Pointing dataset records:

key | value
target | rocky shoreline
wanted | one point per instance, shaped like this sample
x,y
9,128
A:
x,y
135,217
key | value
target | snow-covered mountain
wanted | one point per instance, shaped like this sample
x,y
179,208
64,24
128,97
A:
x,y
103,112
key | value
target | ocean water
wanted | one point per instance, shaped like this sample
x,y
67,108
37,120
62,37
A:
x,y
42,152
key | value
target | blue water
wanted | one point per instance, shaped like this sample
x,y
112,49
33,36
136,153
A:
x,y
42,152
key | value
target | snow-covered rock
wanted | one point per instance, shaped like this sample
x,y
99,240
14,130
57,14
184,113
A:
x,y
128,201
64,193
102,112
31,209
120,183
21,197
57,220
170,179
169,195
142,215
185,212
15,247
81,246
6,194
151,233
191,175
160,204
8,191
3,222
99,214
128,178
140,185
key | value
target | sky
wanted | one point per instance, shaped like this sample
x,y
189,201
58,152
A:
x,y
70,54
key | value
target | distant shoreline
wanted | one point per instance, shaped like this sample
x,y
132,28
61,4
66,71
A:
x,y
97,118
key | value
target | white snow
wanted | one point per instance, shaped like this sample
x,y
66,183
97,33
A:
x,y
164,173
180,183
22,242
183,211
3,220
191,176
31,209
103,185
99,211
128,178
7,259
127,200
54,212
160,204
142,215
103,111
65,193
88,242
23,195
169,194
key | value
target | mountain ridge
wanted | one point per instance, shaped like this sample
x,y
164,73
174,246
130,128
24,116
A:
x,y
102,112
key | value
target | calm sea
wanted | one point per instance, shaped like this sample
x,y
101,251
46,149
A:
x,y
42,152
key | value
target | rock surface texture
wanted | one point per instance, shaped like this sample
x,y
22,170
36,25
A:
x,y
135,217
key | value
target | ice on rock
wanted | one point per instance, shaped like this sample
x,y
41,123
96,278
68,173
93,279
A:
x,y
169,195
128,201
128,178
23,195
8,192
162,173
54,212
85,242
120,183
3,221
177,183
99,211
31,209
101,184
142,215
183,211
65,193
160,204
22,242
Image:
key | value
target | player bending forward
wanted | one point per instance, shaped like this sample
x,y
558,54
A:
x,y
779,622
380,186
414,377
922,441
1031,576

AIM OF THE TASK – Tally how many lines of the material contain the string "snow", treating uppercase and lowercase as different, and reply with the number alone.

SOLUTION FOR THIS EXERCISE – 3